- **Task details**
Please return the records below exactly as they stand, with the pictures removed.
[Opening Source material section]
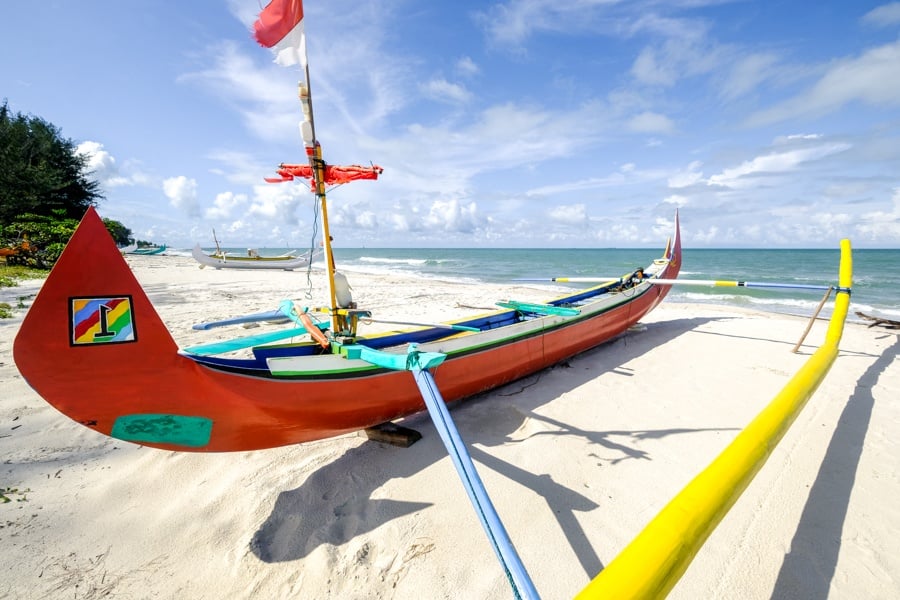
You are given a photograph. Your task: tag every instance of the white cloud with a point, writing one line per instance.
(687, 177)
(748, 73)
(775, 162)
(650, 122)
(882, 226)
(452, 215)
(872, 78)
(225, 204)
(182, 194)
(676, 199)
(572, 214)
(466, 66)
(444, 91)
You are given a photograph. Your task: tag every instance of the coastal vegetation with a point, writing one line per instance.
(45, 188)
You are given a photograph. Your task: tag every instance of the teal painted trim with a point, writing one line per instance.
(244, 342)
(544, 309)
(176, 430)
(413, 359)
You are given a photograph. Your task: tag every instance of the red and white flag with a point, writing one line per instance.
(280, 27)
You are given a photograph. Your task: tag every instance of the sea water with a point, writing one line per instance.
(875, 291)
(876, 274)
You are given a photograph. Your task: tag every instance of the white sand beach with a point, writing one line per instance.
(577, 459)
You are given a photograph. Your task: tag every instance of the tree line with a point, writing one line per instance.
(45, 188)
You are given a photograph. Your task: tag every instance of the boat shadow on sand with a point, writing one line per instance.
(335, 504)
(809, 566)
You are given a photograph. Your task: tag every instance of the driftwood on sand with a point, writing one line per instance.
(886, 323)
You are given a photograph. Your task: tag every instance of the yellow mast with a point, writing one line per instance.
(314, 152)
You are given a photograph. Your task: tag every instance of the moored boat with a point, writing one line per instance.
(253, 260)
(94, 347)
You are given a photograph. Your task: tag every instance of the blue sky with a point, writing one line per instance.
(536, 123)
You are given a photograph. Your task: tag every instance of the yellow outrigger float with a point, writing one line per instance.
(651, 565)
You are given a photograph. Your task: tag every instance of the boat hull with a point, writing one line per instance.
(286, 263)
(93, 346)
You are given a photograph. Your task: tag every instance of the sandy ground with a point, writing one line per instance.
(577, 459)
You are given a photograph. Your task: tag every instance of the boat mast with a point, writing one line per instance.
(314, 153)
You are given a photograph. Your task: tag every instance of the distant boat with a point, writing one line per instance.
(149, 250)
(222, 260)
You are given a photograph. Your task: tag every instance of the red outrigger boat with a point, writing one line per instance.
(94, 347)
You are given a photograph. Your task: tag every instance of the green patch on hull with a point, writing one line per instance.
(176, 430)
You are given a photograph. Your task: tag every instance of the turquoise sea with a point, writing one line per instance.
(876, 275)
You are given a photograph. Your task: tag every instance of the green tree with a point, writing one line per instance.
(41, 173)
(120, 233)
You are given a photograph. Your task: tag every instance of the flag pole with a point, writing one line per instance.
(314, 152)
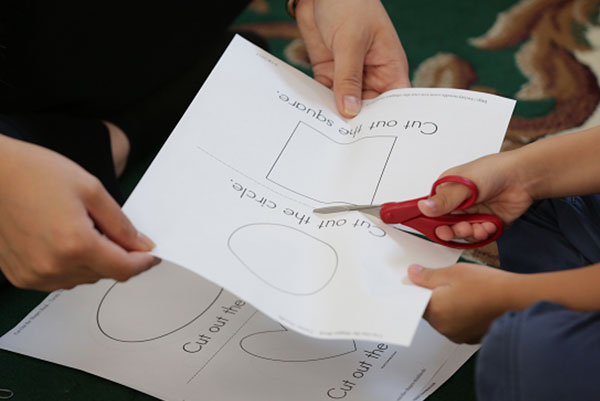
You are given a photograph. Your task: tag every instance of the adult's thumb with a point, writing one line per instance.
(348, 77)
(422, 276)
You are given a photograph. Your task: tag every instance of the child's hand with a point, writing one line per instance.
(501, 193)
(466, 298)
(353, 48)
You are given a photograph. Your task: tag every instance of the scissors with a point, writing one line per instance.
(408, 214)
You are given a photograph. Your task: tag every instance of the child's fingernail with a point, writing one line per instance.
(415, 269)
(429, 203)
(351, 105)
(147, 243)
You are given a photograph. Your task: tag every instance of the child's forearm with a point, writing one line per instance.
(577, 289)
(561, 166)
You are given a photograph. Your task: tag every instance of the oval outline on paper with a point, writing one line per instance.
(151, 338)
(335, 254)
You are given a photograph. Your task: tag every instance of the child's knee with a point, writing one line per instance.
(546, 352)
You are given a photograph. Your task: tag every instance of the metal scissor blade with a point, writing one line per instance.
(343, 208)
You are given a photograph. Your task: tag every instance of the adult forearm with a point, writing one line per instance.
(561, 166)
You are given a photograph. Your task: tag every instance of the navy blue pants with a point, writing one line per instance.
(546, 352)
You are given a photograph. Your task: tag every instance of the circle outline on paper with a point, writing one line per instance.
(303, 293)
(106, 334)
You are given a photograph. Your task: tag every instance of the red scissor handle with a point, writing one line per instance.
(408, 213)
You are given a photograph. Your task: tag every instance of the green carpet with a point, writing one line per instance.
(543, 53)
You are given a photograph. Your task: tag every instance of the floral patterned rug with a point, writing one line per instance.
(543, 53)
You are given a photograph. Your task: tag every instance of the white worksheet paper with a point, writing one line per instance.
(231, 193)
(172, 334)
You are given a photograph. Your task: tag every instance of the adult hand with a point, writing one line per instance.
(502, 192)
(353, 48)
(48, 212)
(466, 298)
[Closing Source material section]
- **Expected answer**
You are given a photograph. Your task: tag every instance of the white cloud with a point, writing one line per instance.
(687, 177)
(748, 73)
(775, 162)
(650, 122)
(882, 226)
(452, 215)
(872, 78)
(225, 204)
(182, 194)
(676, 199)
(572, 214)
(466, 66)
(444, 91)
You are given a photograph. Your task: tag every instance of the coastal vegetation with a point, writing one line per instance.
(45, 188)
You are given a photograph. Your task: tag every instance of the teal painted trim with a point, writing one line per instance.
(244, 342)
(544, 309)
(176, 430)
(413, 359)
You are given a photograph. Your task: tag every instance of the red and white flag with a point, writing one line per instance.
(280, 27)
You are given a photograph. Your task: tag every instance of the sea water with a point, writing one line per instance.
(875, 291)
(876, 274)
You are given a photograph. Your task: tag every instance of the white sand beach with a point, writing one line per instance.
(577, 459)
You are given a photograph. Your task: tag every instance of the tree line with a point, writing one line per instance.
(45, 188)
You are given a photograph. Your task: tag every instance of the boat shadow on sand with a point, writing one line per instance.
(335, 504)
(809, 566)
You are given a photograph. Your task: tag every instance of the driftwood on sand with a point, writing one line per instance.
(886, 323)
You are given a photograph. Your task: tag every instance of the yellow mast with a point, writing one line per instance.
(314, 152)
You are given a photograph. Your task: tag every instance of the moored boat with a point, writing one line per instance.
(253, 260)
(94, 347)
You are given a photograph. Your task: tag every instance of the blue sky with a point, writing one line per instance.
(536, 123)
You are given a photograph. Your task: tag every instance of the yellow outrigger float with a point, writing one line per instance.
(651, 565)
You are given a photograph. Your task: tag every instance of the boat hull with a point, writing one line per instance.
(286, 263)
(93, 346)
You are given a photograph. Your task: tag every instance of the sandy ground with a point, writing one line per instance.
(577, 459)
You are given a photograph. Your task: tag every instance of the boat mast with a point, writing one line per instance.
(314, 153)
You are given a photograph. Your task: tag every instance of the distant boat with a point, writing one line per instance.
(149, 250)
(222, 260)
You are given a photograph. Your task: tag every instance of the red outrigger boat with a point, writing one line per instance.
(94, 347)
You are given a photograph. Your task: tag every instance of the green patch on hull with a point, writing one line per instance.
(176, 430)
You are given a photograph. Your task: tag every instance of the turquoise sea with a point, writing one line per instance.
(876, 275)
You are given a photograph. Your task: tag every instance of the green tree with a point, writing one line per instance.
(41, 173)
(120, 233)
You are given a photograph. Your task: tag every instance of the flag pole with a point, writing one line per instance.
(314, 152)
You are given a photograph. Your task: tag every instance of the adult's thumb with a point, writing one line per instance.
(348, 77)
(422, 276)
You are given a photograph. Your task: tag every instance of the child's hand with a point, writing one line per instance.
(501, 193)
(466, 298)
(353, 48)
You are given a photograph. Your task: tag every instance of the scissors with a point, writing one line per instance.
(408, 214)
You are given a photograph. Your task: tag every instance of the child's fingernail with a point, writing one line per instance.
(415, 269)
(429, 203)
(351, 105)
(147, 243)
You are given a photograph. Your task: tag every instance of the child's forearm with a point, writing one line per instance.
(577, 289)
(561, 166)
You are given a photograph. Your task: tag every instance of the oval outline on paper with a point, writing one line per instance.
(151, 338)
(335, 254)
You are given a photograph. Your task: tag every instance of the child's knee with a point, writing one line per instance.
(546, 352)
You are given a photograph. Your task: tag every instance of the metal scissor blade with a point, writing one line per instance.
(343, 208)
You are given a photograph. Your task: tag every instance of the adult forearm with a point, writing one line per instance.
(561, 166)
You are given a photograph. Your task: tag every instance of the navy blue pants with a point, writing one line per instance.
(546, 352)
You are given a photograph. Your task: tag every instance of the circle outline on paper with a point, writing one line per instance.
(303, 293)
(106, 334)
You are given a photograph. Your task: tag every instance of the red scissor handle with a point, writing one line per instance.
(408, 213)
You are given a photograph. Your task: tag every instance of the green carpet with a point, writing one line per instance.
(543, 53)
You are given a photograph. Your task: tag every instance of the floral patterned rug with a point, writing one line per instance.
(543, 53)
You are given a photograph. Your task: tag every instance of the white worksheet paper with a point, writing one line per instance.
(231, 193)
(172, 334)
You are given a photograph. Your task: tag every instance of the adult hand with a point, writing one line per instance.
(502, 192)
(353, 48)
(48, 212)
(466, 298)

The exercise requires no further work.